Scan the entries below and tally the lines that include "Annotation". Return nothing but the tally.

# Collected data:
========================================================================
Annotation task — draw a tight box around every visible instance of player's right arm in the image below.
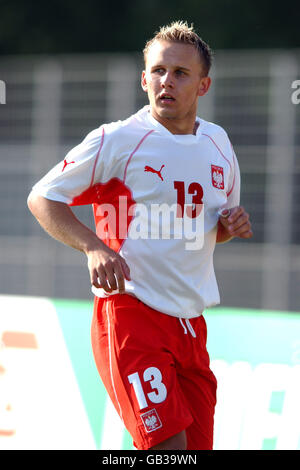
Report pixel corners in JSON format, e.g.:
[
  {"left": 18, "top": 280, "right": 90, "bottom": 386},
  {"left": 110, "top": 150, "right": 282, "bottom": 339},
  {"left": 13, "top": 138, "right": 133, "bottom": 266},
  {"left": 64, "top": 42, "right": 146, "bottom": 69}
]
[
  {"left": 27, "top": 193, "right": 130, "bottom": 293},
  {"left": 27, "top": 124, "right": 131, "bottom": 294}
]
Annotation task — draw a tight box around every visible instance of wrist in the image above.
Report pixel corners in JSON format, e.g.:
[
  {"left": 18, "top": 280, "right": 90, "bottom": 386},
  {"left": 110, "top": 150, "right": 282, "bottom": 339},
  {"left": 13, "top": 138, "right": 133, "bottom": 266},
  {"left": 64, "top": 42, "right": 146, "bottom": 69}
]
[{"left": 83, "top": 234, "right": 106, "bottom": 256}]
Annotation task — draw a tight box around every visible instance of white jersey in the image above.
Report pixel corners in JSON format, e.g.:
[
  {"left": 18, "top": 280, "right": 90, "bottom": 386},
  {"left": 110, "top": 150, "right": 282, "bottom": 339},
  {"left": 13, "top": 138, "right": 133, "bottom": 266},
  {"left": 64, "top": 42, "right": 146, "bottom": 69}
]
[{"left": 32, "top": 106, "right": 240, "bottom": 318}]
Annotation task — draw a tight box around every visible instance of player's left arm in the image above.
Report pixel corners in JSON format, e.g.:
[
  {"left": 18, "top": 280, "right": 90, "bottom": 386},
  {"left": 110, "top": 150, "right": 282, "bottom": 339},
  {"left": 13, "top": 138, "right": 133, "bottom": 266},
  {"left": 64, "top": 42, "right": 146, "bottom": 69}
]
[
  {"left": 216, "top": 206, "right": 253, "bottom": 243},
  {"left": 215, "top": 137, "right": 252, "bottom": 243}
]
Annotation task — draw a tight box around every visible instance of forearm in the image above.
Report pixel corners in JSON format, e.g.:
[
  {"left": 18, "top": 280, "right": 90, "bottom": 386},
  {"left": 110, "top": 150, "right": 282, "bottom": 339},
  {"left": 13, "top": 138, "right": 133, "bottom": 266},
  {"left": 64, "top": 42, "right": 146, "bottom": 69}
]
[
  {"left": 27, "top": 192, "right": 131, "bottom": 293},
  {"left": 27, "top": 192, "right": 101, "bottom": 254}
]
========================================================================
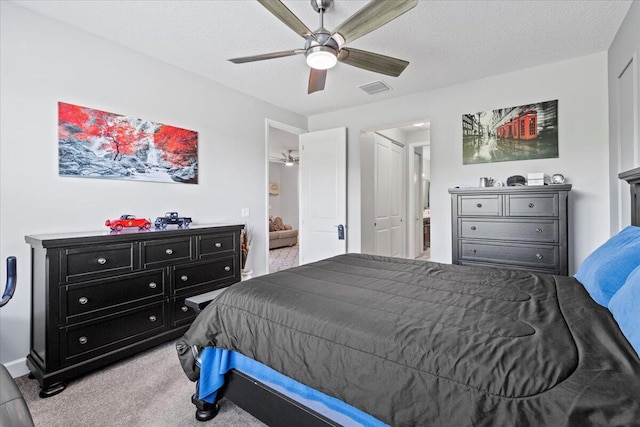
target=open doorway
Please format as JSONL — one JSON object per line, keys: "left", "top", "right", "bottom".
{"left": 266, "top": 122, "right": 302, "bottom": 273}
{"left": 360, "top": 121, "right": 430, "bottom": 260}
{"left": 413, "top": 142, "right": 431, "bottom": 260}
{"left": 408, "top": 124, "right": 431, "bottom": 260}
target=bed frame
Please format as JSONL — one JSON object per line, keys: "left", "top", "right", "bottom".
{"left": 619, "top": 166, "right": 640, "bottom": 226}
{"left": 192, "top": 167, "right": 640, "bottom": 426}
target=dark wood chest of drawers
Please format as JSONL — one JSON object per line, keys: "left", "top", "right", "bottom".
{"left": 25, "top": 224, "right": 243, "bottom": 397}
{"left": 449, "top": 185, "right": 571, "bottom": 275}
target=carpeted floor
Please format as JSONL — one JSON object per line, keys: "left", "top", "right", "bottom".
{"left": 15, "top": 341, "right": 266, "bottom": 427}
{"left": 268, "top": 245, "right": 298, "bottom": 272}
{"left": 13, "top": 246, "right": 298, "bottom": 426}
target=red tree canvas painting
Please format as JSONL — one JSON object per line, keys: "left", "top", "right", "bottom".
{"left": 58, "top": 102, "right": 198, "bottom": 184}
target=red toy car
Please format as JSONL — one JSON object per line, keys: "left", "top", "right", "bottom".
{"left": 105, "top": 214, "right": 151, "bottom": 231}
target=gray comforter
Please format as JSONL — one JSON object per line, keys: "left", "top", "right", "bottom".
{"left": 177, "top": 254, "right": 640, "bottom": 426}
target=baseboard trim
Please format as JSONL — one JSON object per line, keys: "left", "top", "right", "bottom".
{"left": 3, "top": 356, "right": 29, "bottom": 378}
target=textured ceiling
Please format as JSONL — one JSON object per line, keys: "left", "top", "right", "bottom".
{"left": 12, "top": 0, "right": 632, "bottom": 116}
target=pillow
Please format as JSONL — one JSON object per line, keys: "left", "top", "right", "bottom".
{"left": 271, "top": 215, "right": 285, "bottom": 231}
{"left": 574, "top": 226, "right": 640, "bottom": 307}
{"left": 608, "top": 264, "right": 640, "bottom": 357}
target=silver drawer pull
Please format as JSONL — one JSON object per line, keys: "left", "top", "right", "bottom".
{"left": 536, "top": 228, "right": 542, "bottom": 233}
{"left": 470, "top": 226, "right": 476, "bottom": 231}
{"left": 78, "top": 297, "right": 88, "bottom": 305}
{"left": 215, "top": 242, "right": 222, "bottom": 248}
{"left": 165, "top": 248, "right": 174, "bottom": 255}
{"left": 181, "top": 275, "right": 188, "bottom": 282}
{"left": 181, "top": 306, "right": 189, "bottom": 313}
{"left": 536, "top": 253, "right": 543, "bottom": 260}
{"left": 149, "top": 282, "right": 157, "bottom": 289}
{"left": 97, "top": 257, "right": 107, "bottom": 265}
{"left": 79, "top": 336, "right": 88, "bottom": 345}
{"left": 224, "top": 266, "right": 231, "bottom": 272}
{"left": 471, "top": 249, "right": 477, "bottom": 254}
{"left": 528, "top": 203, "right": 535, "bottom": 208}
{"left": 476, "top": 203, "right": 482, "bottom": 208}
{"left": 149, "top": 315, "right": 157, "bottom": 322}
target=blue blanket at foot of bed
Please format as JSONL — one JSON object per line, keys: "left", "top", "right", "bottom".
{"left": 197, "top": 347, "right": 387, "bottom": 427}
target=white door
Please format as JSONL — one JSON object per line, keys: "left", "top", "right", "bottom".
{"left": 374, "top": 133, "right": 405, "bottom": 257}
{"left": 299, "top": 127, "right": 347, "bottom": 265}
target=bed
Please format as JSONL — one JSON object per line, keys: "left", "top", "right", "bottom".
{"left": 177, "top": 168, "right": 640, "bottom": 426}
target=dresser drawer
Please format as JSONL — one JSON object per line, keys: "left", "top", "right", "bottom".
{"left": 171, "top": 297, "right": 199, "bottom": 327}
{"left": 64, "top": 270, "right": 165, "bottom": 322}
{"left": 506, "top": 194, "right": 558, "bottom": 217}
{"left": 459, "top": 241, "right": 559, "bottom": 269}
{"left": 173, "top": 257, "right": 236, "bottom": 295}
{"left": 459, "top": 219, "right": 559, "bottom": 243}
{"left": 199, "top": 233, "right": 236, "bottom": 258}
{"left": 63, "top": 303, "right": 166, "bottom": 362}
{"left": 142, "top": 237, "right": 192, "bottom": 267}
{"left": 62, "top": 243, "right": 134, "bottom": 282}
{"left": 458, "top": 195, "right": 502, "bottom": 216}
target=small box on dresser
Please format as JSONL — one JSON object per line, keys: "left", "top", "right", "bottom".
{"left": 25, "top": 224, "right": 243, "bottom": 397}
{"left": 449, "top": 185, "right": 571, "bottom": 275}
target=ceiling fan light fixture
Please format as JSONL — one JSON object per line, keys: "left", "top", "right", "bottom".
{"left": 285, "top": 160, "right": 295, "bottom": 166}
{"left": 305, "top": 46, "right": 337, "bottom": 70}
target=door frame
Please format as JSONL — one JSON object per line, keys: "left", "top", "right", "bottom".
========================================================================
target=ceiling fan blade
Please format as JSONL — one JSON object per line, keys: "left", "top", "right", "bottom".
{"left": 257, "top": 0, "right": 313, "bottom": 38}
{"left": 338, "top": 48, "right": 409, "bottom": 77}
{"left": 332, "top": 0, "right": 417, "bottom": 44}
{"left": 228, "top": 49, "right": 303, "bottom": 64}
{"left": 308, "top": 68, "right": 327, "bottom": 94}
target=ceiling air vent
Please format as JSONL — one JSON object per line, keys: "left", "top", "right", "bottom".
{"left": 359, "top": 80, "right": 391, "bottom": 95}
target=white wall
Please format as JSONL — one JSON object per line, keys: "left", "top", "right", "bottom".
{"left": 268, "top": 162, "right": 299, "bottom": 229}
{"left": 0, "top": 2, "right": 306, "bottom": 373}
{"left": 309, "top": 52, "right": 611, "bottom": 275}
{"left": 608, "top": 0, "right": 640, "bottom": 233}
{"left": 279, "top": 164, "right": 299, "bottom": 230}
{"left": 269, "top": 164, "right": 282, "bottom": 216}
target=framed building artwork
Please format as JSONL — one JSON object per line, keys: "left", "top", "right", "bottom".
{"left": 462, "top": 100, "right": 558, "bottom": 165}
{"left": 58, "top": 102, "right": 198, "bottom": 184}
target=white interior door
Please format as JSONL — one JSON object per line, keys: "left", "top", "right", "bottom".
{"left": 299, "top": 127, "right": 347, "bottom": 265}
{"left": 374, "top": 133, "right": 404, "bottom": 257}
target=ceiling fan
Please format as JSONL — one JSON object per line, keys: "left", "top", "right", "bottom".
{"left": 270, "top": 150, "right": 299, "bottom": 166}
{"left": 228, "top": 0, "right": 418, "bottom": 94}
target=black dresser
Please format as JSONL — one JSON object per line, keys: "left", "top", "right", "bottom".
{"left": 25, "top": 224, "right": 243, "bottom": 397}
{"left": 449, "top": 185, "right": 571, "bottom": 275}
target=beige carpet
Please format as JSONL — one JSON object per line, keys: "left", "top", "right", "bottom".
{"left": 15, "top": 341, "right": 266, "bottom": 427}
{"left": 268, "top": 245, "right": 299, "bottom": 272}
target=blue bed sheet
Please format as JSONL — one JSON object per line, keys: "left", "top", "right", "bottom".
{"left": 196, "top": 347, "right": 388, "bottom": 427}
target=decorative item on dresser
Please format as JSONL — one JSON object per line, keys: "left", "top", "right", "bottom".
========================================================================
# ANSWER FOR THE TASK:
5